* TASK REQUIREMENTS: Which lines in the items below contain the word "distant"? Pick out each of them and copy it in full.

* * *

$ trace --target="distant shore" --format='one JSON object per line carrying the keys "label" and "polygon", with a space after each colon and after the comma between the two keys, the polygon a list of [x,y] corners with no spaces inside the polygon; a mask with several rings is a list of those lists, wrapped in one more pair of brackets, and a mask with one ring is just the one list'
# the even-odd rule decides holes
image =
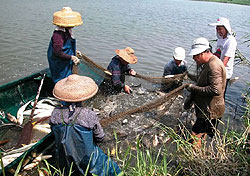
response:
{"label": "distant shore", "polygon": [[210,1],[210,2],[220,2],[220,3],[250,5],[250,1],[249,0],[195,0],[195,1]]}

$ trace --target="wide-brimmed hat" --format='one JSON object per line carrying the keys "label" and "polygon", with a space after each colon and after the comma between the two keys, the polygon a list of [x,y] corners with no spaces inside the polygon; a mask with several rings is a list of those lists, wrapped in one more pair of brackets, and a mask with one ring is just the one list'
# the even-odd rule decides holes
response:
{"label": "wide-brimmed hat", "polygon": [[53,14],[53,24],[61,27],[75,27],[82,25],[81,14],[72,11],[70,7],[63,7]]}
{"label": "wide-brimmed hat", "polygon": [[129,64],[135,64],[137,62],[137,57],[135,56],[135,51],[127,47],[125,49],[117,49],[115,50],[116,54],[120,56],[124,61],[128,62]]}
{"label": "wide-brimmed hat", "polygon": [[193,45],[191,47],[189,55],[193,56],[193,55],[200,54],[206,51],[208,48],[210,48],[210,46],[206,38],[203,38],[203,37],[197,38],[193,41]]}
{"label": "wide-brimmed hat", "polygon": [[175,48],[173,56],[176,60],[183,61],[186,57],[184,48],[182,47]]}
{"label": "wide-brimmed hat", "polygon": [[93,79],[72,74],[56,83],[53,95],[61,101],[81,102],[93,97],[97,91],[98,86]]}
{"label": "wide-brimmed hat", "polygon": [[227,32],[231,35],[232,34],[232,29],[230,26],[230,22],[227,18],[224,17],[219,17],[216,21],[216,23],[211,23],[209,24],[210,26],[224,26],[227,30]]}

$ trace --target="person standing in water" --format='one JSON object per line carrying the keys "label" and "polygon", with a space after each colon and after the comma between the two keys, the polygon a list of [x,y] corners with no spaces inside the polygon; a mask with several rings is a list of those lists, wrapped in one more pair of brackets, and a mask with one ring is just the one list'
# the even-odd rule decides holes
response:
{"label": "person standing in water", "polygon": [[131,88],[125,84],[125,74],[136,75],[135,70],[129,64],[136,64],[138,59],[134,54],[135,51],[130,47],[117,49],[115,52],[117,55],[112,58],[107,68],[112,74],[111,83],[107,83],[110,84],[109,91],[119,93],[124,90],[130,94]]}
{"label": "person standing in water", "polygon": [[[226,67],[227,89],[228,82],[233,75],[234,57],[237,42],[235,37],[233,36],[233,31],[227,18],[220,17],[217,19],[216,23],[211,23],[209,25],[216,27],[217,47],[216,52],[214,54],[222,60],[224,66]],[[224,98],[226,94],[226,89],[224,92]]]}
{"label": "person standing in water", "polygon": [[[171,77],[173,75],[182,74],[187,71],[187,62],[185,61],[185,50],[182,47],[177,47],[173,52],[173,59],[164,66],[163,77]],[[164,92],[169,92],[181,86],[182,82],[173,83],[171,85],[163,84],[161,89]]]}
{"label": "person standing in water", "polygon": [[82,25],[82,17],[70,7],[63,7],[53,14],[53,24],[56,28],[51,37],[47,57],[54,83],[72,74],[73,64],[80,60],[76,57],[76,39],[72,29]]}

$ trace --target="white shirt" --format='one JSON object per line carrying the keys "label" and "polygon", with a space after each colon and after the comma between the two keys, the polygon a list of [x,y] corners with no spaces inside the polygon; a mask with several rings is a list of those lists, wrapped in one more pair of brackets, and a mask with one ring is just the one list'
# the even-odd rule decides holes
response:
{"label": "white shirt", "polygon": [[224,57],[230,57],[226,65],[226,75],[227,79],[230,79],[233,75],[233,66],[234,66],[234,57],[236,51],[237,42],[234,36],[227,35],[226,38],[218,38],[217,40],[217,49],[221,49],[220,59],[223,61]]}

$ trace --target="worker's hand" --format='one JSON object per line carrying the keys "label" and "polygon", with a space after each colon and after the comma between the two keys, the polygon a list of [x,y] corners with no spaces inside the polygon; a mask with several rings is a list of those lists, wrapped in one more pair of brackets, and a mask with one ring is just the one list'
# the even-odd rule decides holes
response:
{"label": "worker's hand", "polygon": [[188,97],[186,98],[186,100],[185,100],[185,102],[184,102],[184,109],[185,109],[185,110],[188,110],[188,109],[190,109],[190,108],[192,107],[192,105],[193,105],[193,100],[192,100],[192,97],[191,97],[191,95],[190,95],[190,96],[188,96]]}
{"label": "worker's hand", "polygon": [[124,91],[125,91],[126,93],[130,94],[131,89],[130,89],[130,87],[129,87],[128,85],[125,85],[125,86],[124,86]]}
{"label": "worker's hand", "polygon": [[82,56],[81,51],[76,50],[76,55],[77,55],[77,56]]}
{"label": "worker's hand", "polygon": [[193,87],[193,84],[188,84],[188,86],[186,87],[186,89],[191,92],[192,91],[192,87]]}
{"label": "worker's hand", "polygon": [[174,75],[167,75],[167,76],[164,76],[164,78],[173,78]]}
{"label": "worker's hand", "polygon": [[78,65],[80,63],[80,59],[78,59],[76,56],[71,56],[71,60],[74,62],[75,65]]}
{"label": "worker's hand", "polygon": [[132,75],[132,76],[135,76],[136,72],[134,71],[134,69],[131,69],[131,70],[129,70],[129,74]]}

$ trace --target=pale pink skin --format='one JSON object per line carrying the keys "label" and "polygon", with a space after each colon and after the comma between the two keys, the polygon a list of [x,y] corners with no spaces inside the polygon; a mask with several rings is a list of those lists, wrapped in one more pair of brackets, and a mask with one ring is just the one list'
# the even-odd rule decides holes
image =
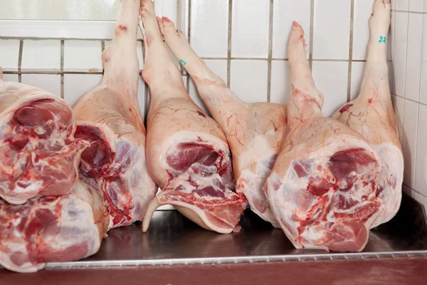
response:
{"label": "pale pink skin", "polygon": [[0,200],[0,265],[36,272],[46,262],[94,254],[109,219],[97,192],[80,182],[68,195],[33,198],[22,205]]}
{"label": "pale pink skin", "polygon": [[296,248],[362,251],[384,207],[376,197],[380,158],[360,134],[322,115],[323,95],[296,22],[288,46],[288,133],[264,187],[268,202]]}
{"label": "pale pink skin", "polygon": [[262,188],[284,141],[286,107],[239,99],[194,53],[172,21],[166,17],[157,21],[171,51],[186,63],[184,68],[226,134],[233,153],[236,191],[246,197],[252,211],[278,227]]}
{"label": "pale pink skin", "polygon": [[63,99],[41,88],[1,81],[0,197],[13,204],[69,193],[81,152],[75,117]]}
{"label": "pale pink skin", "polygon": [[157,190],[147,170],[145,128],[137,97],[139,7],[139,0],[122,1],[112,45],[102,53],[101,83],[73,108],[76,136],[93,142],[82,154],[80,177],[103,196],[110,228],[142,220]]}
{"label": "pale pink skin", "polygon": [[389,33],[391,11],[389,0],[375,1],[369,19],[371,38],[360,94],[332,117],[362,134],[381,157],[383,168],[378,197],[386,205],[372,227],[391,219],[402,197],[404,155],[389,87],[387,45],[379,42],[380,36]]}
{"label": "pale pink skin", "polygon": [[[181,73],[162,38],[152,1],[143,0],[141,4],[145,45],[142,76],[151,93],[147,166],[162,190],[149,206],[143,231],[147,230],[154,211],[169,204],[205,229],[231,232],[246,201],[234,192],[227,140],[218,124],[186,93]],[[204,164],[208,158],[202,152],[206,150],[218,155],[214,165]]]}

* * *

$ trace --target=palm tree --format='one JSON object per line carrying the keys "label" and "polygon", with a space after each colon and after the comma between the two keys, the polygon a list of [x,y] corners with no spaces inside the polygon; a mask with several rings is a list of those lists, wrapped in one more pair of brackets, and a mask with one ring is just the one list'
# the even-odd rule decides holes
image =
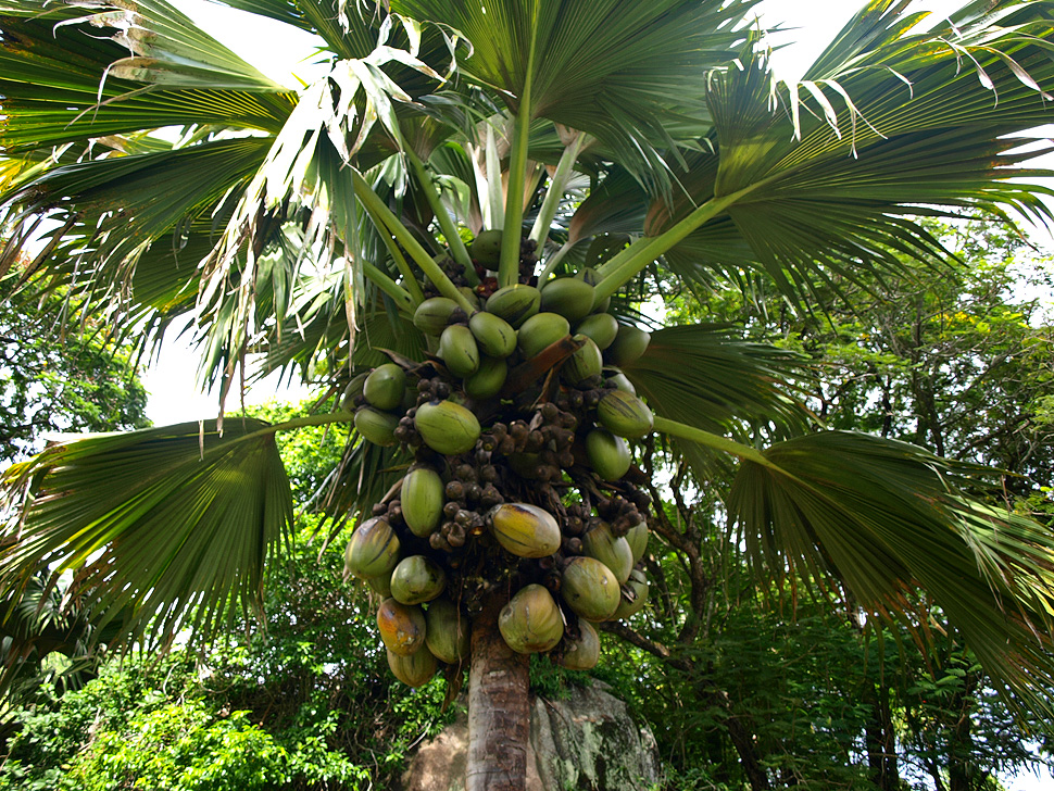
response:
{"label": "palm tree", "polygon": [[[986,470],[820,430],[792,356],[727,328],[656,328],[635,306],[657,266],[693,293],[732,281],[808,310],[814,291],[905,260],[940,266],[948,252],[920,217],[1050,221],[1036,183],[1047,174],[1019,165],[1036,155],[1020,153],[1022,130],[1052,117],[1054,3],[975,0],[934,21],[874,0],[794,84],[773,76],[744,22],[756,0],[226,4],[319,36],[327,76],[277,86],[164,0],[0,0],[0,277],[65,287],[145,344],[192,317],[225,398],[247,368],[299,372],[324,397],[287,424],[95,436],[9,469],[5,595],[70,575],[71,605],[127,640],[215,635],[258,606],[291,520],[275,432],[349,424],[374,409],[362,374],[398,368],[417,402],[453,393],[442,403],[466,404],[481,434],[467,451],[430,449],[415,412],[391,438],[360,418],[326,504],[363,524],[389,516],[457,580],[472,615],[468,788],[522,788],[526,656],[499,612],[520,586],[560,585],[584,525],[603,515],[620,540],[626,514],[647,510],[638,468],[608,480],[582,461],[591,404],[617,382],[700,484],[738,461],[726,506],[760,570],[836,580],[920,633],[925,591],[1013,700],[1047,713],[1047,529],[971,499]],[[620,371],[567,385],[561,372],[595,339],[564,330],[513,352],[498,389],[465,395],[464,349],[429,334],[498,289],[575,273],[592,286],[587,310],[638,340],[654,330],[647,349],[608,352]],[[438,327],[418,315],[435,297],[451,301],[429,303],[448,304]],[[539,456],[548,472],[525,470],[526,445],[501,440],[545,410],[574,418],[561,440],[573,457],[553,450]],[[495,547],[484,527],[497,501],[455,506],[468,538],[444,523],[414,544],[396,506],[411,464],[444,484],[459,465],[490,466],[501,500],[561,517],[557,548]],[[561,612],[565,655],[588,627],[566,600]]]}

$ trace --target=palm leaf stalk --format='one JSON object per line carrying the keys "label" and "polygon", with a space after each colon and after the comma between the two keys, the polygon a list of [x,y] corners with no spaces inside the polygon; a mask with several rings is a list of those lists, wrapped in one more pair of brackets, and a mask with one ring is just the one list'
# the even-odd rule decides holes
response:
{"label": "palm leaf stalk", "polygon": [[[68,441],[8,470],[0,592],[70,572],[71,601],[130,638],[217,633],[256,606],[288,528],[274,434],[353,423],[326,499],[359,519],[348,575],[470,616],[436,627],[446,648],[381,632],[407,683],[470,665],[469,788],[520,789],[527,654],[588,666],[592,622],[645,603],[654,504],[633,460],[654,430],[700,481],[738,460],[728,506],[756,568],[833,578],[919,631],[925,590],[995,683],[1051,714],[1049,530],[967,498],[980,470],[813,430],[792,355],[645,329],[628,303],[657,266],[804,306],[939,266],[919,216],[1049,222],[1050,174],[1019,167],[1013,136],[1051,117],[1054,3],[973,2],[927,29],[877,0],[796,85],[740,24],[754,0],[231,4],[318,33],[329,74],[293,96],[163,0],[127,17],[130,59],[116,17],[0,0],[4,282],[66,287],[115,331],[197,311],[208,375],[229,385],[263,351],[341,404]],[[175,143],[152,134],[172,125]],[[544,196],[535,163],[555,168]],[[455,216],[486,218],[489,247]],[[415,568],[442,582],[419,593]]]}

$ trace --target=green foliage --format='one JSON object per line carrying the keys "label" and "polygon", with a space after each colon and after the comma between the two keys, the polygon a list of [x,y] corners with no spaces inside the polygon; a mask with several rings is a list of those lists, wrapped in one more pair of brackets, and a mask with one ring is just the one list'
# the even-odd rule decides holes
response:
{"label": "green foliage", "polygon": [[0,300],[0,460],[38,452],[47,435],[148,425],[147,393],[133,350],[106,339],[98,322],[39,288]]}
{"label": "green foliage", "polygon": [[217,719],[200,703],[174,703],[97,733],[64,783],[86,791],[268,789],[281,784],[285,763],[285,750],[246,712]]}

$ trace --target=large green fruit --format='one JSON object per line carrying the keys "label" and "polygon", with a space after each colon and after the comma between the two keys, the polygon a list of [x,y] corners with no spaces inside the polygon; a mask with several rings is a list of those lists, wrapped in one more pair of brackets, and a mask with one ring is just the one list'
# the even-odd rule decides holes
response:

* * *

* COMPLETE RESPONSE:
$ trace --target="distant shore" --format='one JSON object per line carrying the keys "label" and "polygon", with a space after each colon and after the comma between the two keys, the polygon a list of [x,y] corners with no spaces inside the polygon; a mask with several rings is a list of those lists, wrapped in one more pair of brackets, and a mask with one ring is just the one list'
{"label": "distant shore", "polygon": [[210,1],[210,2],[220,2],[220,3],[250,5],[250,1],[249,0],[195,0],[195,1]]}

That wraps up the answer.